[Object pointing dataset rows]
-- START --

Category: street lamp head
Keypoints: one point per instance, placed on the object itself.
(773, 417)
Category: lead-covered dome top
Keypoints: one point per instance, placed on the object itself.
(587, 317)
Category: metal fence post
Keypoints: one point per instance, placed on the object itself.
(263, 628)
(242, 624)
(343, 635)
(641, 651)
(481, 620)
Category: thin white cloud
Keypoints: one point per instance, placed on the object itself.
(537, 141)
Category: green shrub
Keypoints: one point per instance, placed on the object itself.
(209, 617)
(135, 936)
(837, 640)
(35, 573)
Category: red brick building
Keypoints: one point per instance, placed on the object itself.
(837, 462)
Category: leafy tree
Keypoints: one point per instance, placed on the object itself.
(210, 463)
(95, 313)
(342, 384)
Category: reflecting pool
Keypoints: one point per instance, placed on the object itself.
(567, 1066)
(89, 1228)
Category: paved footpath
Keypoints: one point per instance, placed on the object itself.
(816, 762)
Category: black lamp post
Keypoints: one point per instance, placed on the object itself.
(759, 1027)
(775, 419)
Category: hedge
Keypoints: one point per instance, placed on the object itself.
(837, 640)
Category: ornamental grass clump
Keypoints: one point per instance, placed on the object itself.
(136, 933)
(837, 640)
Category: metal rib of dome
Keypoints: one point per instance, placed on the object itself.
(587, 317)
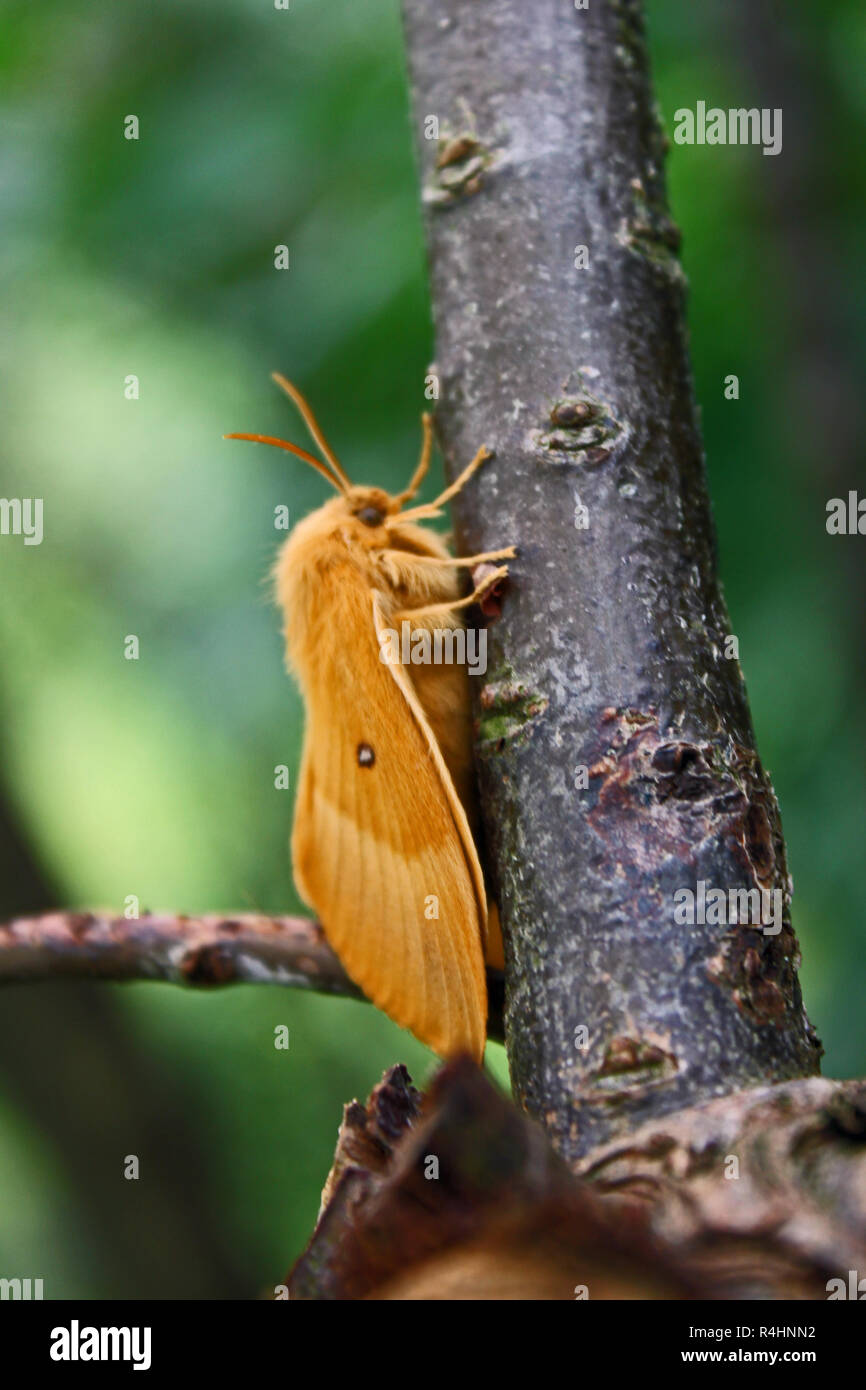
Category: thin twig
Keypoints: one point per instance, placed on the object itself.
(246, 948)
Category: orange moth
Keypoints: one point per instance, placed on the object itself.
(385, 819)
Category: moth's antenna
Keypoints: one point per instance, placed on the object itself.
(312, 426)
(292, 448)
(423, 462)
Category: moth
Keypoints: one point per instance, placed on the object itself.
(384, 843)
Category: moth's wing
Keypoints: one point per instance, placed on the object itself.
(381, 845)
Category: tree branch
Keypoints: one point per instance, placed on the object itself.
(246, 948)
(616, 751)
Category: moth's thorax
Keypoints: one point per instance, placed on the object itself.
(344, 545)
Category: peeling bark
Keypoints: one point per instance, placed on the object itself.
(456, 1194)
(616, 754)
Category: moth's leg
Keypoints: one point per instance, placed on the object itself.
(417, 478)
(435, 609)
(508, 553)
(433, 508)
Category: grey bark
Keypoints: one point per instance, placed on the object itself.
(610, 649)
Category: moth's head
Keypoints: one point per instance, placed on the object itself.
(366, 514)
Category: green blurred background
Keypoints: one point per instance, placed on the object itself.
(156, 777)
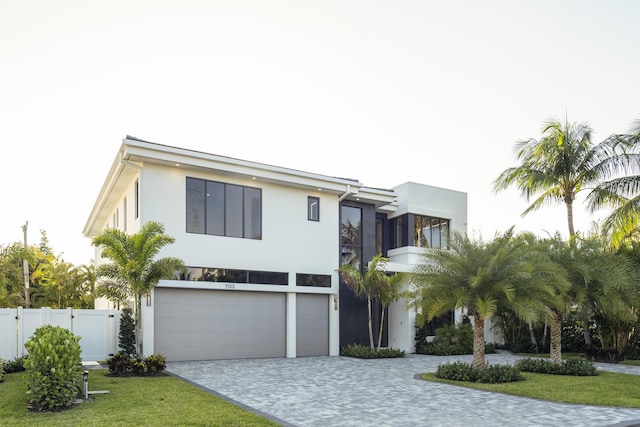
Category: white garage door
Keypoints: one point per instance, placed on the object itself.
(196, 324)
(312, 330)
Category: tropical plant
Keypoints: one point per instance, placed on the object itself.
(481, 276)
(133, 270)
(366, 284)
(622, 193)
(564, 162)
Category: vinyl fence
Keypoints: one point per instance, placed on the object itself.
(98, 329)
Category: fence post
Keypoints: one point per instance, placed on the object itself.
(20, 332)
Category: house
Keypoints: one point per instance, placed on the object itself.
(263, 244)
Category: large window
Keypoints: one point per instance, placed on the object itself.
(226, 275)
(223, 209)
(430, 232)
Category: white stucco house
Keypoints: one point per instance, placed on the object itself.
(263, 244)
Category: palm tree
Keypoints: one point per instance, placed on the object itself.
(564, 162)
(367, 283)
(480, 277)
(622, 193)
(133, 269)
(388, 292)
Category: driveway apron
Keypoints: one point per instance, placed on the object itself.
(340, 391)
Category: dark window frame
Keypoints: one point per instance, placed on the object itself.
(313, 214)
(246, 206)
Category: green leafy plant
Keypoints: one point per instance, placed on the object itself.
(462, 371)
(364, 352)
(54, 368)
(127, 335)
(582, 368)
(124, 365)
(15, 365)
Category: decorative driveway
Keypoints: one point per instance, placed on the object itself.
(340, 391)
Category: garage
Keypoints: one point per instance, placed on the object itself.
(312, 325)
(199, 324)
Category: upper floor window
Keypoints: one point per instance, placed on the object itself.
(223, 209)
(430, 232)
(313, 208)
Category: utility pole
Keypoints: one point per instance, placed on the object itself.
(25, 265)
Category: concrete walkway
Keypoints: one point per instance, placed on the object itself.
(340, 391)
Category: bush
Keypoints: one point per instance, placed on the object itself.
(462, 371)
(15, 365)
(124, 365)
(54, 368)
(582, 368)
(127, 335)
(364, 352)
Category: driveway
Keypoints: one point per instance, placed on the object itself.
(340, 391)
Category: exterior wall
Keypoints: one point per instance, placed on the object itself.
(290, 242)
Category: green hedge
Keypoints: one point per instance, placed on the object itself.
(54, 369)
(580, 368)
(123, 364)
(462, 371)
(364, 352)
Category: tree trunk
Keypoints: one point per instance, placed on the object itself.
(568, 200)
(532, 336)
(370, 326)
(556, 337)
(586, 331)
(478, 341)
(380, 330)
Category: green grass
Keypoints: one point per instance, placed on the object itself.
(149, 401)
(608, 389)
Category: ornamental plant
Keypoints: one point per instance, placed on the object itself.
(54, 369)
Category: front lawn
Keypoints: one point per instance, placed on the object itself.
(608, 388)
(141, 401)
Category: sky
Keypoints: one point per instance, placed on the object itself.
(380, 91)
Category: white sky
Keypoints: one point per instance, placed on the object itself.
(385, 92)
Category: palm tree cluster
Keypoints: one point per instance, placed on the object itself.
(374, 284)
(545, 280)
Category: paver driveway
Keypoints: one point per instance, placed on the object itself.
(340, 391)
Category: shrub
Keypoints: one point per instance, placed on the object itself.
(582, 368)
(124, 365)
(127, 335)
(364, 352)
(15, 365)
(54, 368)
(462, 371)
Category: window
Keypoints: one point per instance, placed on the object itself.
(223, 209)
(350, 236)
(225, 275)
(315, 280)
(430, 232)
(313, 208)
(137, 199)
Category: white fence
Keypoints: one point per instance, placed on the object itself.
(98, 329)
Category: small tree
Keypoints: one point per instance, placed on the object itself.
(127, 336)
(366, 284)
(133, 271)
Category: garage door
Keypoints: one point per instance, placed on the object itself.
(196, 324)
(312, 329)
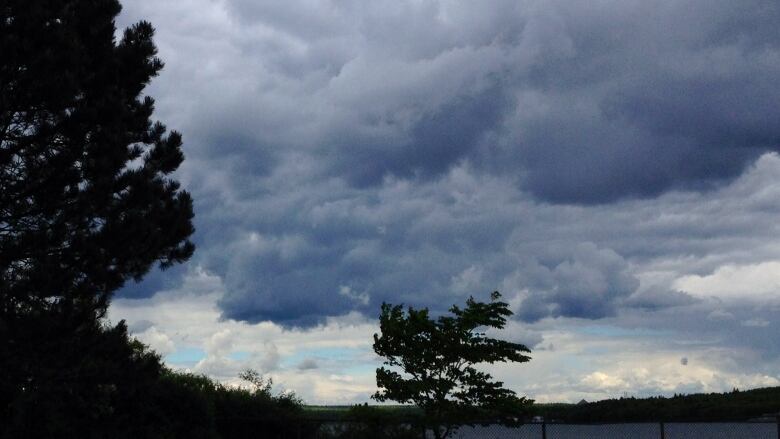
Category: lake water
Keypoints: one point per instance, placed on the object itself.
(622, 431)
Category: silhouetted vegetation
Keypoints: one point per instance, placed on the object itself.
(86, 204)
(437, 359)
(733, 406)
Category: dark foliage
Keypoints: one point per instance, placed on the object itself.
(85, 198)
(86, 203)
(734, 406)
(363, 421)
(437, 360)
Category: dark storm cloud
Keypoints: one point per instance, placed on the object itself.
(342, 154)
(583, 102)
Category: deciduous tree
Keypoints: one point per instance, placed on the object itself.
(433, 363)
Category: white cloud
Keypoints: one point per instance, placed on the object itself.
(759, 281)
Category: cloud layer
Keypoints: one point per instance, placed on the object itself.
(608, 161)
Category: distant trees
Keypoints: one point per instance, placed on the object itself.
(437, 361)
(86, 203)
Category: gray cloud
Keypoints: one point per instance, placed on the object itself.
(578, 157)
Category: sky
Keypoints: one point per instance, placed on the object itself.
(609, 166)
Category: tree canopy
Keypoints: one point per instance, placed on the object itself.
(87, 202)
(438, 360)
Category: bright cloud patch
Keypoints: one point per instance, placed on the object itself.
(732, 282)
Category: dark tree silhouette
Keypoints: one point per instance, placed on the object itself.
(438, 359)
(86, 197)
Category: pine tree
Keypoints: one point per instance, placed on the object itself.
(87, 201)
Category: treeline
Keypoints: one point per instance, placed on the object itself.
(732, 406)
(104, 384)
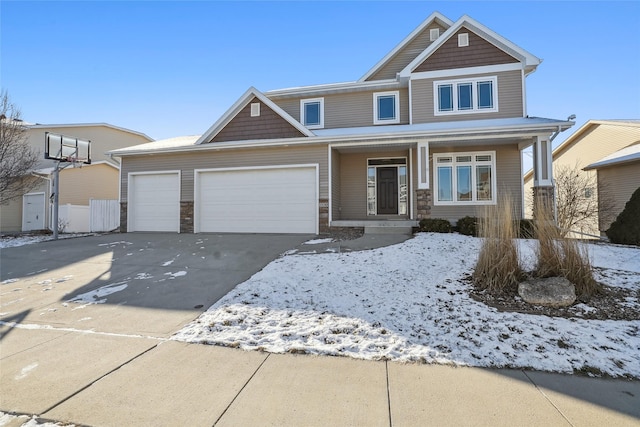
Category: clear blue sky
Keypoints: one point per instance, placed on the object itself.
(172, 68)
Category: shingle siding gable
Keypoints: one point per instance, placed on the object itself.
(402, 58)
(479, 53)
(268, 125)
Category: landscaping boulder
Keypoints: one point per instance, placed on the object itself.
(549, 292)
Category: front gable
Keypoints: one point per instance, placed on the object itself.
(409, 48)
(478, 52)
(254, 117)
(267, 124)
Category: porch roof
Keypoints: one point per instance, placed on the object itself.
(444, 129)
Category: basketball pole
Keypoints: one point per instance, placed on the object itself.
(56, 187)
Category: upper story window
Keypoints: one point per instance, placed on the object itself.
(464, 178)
(477, 95)
(312, 113)
(385, 107)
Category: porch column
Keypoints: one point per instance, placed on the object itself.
(543, 185)
(423, 192)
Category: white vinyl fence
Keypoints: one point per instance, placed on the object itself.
(105, 215)
(99, 216)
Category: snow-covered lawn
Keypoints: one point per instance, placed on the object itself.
(410, 302)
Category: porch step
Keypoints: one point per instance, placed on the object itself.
(387, 230)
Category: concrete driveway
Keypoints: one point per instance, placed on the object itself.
(148, 284)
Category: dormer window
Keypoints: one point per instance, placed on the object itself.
(385, 108)
(312, 113)
(478, 95)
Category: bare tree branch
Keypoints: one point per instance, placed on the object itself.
(578, 203)
(17, 159)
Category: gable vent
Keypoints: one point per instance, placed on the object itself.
(434, 33)
(463, 39)
(255, 109)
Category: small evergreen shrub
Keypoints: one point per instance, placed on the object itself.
(626, 228)
(435, 225)
(468, 226)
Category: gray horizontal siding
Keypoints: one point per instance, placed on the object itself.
(510, 101)
(347, 109)
(508, 178)
(187, 162)
(625, 179)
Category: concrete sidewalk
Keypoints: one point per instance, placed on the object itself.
(103, 379)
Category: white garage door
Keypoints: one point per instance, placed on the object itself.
(154, 202)
(275, 200)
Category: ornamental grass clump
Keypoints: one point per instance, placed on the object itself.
(559, 256)
(498, 268)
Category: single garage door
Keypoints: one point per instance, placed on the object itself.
(267, 200)
(154, 202)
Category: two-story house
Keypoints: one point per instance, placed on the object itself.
(435, 129)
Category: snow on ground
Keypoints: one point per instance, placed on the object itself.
(409, 302)
(27, 421)
(14, 241)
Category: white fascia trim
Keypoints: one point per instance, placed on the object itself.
(433, 17)
(85, 125)
(527, 58)
(471, 71)
(434, 136)
(332, 88)
(239, 105)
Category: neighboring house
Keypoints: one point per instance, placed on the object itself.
(619, 171)
(77, 185)
(592, 142)
(434, 129)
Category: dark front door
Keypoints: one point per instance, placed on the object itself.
(387, 191)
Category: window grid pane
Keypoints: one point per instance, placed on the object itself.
(445, 97)
(464, 96)
(464, 187)
(445, 184)
(371, 191)
(386, 107)
(485, 94)
(483, 182)
(312, 114)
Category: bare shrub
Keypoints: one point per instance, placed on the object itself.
(498, 267)
(559, 256)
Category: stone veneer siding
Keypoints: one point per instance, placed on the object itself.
(423, 203)
(123, 217)
(186, 217)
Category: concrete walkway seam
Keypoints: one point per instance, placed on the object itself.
(99, 378)
(240, 391)
(548, 400)
(386, 370)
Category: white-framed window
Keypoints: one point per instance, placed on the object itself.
(385, 107)
(464, 178)
(312, 113)
(475, 95)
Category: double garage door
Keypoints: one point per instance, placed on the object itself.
(261, 200)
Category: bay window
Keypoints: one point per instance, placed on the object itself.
(464, 178)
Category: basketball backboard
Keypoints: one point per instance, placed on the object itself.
(67, 149)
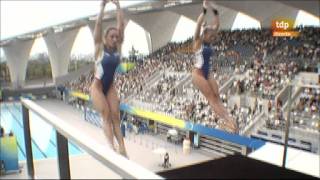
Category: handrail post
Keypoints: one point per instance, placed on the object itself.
(287, 129)
(63, 156)
(27, 141)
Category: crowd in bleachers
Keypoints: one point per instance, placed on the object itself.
(266, 63)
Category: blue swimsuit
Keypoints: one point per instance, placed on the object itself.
(106, 67)
(203, 59)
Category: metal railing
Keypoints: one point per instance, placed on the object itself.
(123, 167)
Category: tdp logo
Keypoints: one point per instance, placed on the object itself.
(283, 27)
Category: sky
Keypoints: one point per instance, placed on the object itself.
(19, 17)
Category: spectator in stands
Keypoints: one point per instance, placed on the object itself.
(1, 131)
(103, 93)
(200, 74)
(166, 163)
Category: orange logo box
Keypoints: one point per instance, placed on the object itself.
(283, 28)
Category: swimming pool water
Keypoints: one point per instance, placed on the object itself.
(43, 135)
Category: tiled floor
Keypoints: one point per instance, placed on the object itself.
(139, 147)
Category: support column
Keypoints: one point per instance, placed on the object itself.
(17, 54)
(59, 49)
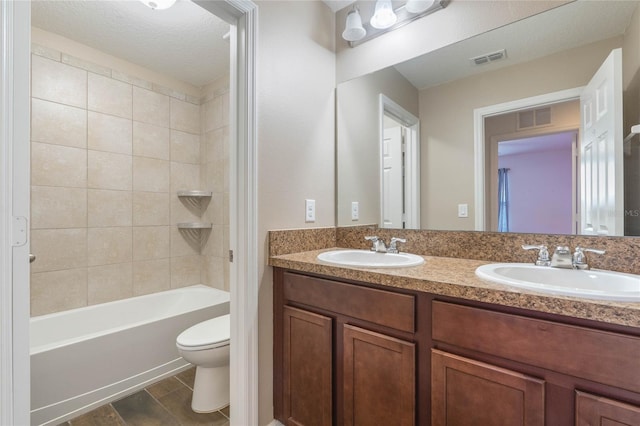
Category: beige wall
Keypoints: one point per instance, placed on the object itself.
(109, 153)
(458, 21)
(358, 164)
(446, 117)
(296, 66)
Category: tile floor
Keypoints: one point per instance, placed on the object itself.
(167, 402)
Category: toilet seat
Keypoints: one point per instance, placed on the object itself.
(209, 334)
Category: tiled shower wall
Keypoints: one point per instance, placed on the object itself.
(108, 154)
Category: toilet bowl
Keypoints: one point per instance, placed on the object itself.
(206, 345)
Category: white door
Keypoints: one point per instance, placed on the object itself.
(392, 179)
(601, 203)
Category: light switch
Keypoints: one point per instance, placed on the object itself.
(310, 210)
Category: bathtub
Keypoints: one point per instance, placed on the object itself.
(87, 357)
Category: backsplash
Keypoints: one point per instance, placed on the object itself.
(622, 253)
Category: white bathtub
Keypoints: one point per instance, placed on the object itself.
(87, 357)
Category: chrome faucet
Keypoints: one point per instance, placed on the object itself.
(393, 245)
(580, 258)
(562, 258)
(377, 244)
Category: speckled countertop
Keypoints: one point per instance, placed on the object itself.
(456, 278)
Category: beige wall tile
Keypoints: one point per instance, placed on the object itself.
(57, 82)
(213, 272)
(151, 276)
(58, 249)
(212, 246)
(109, 208)
(109, 245)
(185, 210)
(151, 242)
(110, 282)
(110, 96)
(185, 271)
(186, 242)
(109, 171)
(150, 174)
(58, 291)
(55, 165)
(151, 208)
(184, 176)
(109, 133)
(58, 207)
(185, 116)
(185, 147)
(58, 124)
(151, 141)
(150, 107)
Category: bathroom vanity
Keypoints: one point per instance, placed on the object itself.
(431, 344)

-- END --

Directive -
Beginning with the line that contains "Category: tiled floor", repeat every remaining line of the data exactly, the last line included, and omit pictures.

Reply to the exercise -
Category: tiled floor
Keypoints: one point per instance, placed on the object itself.
(139, 147)
Category: support column
Keypoints: one point per instance, placed on the object itself.
(17, 54)
(59, 49)
Category: beige wall
Keypoints: one point per instance, placed on the object itself.
(109, 153)
(458, 21)
(358, 164)
(446, 117)
(296, 66)
Category: tile floor
Keypoints: one point per instance, placed on the object itself.
(167, 402)
Category: toilet seat
Keypoints: one point per instance, placed on the object itself.
(209, 334)
Category: tiled shower wall
Keypoints: one point per instance, placed on the object itself.
(108, 154)
Category: toilet bowl
Keypoints: one point per instance, placed on the object itself.
(206, 345)
Category: white door
Keypoints: one point per instance, placed on the object itself.
(392, 179)
(601, 203)
Category: light switch
Keypoints: one point per instance, placed on the object itself.
(310, 210)
Category: bathtub
Keypoints: one point per instance, placed on the object itself.
(87, 357)
Category: backsplash
Keypoints: one point per instance, placed on the object itself.
(622, 253)
Category: white bathtub
Keypoints: one point per instance, placed on the object itself.
(87, 357)
Category: chrome faucet
Keypoints: one point per instance, placed on the object itself.
(393, 245)
(580, 258)
(562, 258)
(377, 244)
Category: speckled countertop
Keypoints: one point per instance, placed on the object itself.
(456, 278)
Category: beige wall tile
Keypoints: one point per instance, placed on the object itself.
(57, 82)
(213, 272)
(151, 276)
(58, 249)
(212, 246)
(109, 208)
(109, 245)
(185, 210)
(151, 242)
(110, 282)
(110, 96)
(185, 271)
(186, 242)
(109, 171)
(150, 174)
(58, 291)
(55, 165)
(151, 208)
(184, 176)
(109, 133)
(58, 207)
(185, 116)
(185, 147)
(58, 124)
(151, 141)
(150, 107)
Category: bathroom vanity
Keypoints: one point per instance, placed on the object itself.
(431, 344)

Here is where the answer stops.